### ACTION ITEM
All that is wanted is the span of lines from the one with "Query: black fur" to the last line of the data, copied exactly.

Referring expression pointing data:
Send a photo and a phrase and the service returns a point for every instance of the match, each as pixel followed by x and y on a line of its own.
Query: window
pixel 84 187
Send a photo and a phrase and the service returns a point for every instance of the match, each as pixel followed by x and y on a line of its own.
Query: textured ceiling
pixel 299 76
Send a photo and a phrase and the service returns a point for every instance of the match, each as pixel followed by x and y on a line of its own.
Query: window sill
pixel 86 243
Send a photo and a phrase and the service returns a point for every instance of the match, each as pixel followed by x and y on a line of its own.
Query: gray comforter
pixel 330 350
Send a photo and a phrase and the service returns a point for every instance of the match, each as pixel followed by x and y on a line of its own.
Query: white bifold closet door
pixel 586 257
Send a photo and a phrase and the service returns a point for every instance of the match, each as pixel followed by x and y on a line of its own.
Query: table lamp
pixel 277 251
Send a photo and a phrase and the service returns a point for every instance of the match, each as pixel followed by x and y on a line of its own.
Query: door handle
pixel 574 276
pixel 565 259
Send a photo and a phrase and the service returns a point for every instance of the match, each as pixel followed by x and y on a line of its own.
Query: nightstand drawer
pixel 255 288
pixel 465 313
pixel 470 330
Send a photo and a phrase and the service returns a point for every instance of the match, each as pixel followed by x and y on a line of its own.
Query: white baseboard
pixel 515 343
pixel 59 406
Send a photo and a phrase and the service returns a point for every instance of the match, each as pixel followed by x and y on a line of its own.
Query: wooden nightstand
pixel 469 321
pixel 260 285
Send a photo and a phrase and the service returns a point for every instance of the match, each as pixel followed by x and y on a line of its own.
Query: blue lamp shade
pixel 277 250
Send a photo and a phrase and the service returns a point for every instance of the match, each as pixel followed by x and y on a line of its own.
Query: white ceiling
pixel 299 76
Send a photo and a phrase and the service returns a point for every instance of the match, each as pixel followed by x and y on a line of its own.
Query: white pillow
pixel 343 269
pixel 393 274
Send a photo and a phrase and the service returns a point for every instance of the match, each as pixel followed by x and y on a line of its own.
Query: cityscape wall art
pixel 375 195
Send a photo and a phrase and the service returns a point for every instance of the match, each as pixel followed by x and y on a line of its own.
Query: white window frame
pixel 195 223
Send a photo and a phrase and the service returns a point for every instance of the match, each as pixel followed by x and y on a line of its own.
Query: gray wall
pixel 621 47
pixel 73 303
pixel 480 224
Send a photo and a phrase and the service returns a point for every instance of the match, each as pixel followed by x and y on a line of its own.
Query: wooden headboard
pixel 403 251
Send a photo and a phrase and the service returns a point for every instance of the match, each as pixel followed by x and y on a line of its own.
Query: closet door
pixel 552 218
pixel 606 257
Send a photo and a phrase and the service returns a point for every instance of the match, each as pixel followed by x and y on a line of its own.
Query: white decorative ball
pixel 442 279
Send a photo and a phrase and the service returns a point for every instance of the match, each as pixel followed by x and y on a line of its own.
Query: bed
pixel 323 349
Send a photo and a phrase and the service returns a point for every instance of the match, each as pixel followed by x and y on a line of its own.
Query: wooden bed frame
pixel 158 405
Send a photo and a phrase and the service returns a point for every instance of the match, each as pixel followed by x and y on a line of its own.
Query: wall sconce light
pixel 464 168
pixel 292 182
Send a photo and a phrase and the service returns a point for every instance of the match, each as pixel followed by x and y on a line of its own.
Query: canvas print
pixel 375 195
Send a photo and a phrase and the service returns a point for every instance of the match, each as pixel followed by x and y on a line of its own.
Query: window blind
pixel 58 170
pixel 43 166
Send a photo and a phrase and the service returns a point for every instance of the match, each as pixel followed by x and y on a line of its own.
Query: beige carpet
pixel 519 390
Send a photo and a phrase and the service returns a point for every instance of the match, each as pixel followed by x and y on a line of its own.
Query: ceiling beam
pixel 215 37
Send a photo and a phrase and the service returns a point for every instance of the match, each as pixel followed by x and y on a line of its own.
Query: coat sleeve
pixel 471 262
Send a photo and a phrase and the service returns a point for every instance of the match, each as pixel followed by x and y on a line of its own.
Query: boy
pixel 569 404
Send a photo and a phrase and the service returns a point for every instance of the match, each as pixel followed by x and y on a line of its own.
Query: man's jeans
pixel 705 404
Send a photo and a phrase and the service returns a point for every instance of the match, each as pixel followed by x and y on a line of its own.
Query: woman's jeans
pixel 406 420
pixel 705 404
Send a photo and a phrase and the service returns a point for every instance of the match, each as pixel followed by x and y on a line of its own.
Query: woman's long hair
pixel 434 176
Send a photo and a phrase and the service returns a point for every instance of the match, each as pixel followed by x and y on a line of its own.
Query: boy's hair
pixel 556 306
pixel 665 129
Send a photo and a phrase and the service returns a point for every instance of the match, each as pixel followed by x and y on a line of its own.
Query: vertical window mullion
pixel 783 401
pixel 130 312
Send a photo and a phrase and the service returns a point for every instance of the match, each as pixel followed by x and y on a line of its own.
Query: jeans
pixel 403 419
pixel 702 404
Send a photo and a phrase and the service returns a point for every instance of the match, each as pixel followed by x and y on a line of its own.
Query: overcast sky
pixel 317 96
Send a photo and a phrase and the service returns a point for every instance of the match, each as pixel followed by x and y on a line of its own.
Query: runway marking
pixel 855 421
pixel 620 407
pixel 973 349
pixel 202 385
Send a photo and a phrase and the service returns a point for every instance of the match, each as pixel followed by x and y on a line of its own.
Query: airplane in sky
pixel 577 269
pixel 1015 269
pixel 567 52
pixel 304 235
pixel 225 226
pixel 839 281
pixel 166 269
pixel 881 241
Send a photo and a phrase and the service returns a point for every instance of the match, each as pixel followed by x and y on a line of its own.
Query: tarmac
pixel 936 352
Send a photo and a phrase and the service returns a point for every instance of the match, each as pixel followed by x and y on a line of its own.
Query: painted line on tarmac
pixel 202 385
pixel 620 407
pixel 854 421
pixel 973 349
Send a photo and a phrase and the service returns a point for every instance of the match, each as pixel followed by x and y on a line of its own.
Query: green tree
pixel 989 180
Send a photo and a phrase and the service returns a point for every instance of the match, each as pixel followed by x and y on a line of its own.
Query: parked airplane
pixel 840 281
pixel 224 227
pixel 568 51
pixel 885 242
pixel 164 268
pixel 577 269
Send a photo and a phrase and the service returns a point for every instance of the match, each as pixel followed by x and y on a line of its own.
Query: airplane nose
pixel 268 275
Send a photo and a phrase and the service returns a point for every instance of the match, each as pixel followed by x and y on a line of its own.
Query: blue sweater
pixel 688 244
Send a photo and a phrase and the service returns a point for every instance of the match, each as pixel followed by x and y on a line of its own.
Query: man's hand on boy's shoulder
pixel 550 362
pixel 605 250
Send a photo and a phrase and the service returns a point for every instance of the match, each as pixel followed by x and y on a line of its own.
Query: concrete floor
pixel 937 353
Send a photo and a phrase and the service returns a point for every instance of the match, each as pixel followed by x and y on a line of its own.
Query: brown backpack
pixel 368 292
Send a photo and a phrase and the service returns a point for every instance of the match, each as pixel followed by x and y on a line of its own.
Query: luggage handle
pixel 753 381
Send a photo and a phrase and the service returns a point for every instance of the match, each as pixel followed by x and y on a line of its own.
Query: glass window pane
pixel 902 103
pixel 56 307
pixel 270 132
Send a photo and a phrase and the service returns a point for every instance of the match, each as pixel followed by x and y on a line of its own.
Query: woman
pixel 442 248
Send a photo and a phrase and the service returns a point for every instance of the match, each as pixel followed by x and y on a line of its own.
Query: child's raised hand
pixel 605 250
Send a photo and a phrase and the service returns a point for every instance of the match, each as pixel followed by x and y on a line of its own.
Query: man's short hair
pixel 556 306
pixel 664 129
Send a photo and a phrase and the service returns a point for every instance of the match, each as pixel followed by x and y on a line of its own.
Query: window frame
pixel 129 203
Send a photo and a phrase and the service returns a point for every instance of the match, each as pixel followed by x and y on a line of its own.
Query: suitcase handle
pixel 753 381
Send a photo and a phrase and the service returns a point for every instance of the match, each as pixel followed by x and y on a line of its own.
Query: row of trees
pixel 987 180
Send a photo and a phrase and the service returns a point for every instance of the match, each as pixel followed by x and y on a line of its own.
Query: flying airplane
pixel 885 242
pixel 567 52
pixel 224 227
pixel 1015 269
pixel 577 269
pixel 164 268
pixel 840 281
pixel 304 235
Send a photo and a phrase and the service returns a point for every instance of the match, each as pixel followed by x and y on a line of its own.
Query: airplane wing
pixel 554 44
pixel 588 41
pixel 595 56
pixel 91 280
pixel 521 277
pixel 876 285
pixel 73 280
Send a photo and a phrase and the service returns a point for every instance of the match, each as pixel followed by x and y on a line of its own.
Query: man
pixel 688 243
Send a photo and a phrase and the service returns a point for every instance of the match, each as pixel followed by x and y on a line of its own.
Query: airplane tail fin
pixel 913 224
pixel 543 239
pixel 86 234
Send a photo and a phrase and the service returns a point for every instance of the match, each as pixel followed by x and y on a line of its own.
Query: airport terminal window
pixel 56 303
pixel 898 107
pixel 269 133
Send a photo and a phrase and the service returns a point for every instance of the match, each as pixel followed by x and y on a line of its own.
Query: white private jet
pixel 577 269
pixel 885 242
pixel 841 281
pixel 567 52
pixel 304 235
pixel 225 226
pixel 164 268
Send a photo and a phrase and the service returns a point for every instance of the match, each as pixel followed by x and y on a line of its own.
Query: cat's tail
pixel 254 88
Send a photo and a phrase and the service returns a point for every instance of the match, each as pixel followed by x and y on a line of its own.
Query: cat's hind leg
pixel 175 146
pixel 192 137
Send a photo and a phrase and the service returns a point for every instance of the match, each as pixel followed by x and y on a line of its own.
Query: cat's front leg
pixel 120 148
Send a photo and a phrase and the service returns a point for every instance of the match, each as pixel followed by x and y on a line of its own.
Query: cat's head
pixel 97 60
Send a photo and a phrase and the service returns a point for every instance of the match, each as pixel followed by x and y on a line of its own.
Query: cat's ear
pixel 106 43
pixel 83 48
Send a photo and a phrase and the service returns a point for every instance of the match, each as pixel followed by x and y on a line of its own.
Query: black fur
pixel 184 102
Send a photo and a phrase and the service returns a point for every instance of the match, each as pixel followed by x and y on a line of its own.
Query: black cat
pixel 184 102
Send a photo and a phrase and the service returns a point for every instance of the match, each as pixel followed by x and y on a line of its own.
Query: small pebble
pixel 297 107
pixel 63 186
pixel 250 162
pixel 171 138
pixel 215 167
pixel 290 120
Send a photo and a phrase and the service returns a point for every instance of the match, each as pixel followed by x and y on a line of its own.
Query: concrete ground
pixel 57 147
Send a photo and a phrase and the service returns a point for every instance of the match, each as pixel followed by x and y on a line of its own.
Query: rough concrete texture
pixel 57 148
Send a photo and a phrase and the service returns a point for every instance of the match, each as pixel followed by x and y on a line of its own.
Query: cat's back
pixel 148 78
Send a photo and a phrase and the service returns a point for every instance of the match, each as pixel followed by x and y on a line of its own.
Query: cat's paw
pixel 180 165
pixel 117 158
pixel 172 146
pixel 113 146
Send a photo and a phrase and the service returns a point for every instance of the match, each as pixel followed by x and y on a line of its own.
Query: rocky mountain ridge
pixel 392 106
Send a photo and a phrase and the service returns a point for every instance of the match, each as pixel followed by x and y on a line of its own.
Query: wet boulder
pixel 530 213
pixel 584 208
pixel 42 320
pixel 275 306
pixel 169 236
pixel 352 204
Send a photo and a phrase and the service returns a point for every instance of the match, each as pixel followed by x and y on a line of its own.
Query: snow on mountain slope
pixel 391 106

### SOLUTION TO THIS EXERCISE
Query: black fur
pixel 184 102
Send a photo and a phrase and the service returns a point for every instance of the match, each as pixel followed by x and y on a line of its own.
Query: black cat
pixel 184 102
Send a photo and a phrase and the service returns a point for every instance of the match, each as pixel followed by x and y on a line of its own.
Query: small pebble
pixel 297 107
pixel 63 186
pixel 250 162
pixel 171 138
pixel 215 167
pixel 290 120
Send a photo and a phrase and the service returns a point for every instance of the match, each as pixel followed by x and y on a line of its own.
Query: concrete ground
pixel 57 147
Send a photo and a phrase and the service returns a point for every instance of the match, each as pixel followed by x and y on a line of its own.
Query: rough concrete texture
pixel 57 148
Send a photo and a phrase and the service returns a point for every instance of the match, each as pixel followed by x and y on a line of its own.
Query: cat's back
pixel 148 78
Send a photo and a phrase and the service returns a point for every instance of the match, each as pixel followed by x and y on a line of its own.
Query: cat's paw
pixel 180 165
pixel 117 158
pixel 172 146
pixel 113 146
Send a photo and a phrase and the service returns a point for every instance of the match, each as pixel followed by x and y on a line of its own.
Query: rocky mountain ridge
pixel 392 106
Send a photo and a phrase and the service returns a point for every instance of the match, each as pixel followed by x and y on a line of its own.
Query: wet boulder
pixel 530 213
pixel 584 208
pixel 42 320
pixel 275 306
pixel 169 236
pixel 352 204
Send a photo and a phrase and the service returns a point for every instance of the match, each as pixel followed by x and y on a line of its own.
Query: snow on mountain slope
pixel 391 106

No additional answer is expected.